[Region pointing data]
•••••

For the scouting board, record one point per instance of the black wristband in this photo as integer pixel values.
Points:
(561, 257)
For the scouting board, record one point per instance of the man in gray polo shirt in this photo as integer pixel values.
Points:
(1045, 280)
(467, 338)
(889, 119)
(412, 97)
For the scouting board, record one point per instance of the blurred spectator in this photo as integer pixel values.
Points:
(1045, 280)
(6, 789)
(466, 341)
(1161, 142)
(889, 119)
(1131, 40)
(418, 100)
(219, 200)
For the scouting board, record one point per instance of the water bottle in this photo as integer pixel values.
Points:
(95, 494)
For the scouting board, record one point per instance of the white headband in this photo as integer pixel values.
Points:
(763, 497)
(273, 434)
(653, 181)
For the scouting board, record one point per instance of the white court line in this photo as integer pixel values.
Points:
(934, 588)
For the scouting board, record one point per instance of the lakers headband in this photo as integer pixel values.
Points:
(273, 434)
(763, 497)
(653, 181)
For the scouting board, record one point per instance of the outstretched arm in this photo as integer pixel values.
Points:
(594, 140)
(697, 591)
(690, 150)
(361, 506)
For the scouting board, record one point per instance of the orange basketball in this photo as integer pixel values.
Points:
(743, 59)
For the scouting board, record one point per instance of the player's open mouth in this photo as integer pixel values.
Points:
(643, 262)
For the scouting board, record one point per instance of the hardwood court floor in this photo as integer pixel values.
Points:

•••••

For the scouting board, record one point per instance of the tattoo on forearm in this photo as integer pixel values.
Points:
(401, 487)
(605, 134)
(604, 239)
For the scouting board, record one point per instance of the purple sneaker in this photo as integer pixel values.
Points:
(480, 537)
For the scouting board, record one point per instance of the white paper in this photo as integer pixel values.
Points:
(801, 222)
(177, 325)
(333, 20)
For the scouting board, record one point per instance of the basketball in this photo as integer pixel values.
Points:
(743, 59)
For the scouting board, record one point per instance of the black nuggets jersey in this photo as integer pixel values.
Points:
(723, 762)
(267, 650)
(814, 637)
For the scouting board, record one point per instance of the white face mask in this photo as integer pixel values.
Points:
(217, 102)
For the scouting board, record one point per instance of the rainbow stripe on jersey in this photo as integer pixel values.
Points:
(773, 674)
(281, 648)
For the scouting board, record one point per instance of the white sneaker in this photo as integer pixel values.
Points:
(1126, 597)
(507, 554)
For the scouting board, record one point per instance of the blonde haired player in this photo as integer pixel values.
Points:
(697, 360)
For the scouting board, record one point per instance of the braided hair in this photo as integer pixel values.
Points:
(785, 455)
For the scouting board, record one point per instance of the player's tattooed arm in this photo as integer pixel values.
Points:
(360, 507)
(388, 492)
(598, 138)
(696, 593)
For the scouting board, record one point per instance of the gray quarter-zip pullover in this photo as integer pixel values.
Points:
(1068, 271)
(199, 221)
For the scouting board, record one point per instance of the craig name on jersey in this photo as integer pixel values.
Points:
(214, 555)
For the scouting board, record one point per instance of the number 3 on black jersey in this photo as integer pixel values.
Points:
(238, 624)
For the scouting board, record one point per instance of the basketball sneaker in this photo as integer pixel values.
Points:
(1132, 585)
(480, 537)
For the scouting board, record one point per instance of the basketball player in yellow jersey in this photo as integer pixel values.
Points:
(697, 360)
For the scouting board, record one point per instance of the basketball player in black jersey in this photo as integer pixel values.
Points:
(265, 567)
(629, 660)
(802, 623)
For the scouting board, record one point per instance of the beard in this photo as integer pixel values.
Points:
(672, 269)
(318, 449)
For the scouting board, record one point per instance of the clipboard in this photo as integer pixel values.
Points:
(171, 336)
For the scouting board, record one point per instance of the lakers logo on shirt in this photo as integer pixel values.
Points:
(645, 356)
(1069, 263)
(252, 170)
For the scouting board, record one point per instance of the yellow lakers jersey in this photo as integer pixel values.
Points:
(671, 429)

•••••

The answer consists of the lines above that include the word "shirt", each copied exactly.

§ Solution to this task:
For the scouting board, record one point per instance of the man in gray polo shirt in this photo as integer pixel values.
For the scouting board, record one point per instance of the lakers logo on shirt in this photo as integer pixel values.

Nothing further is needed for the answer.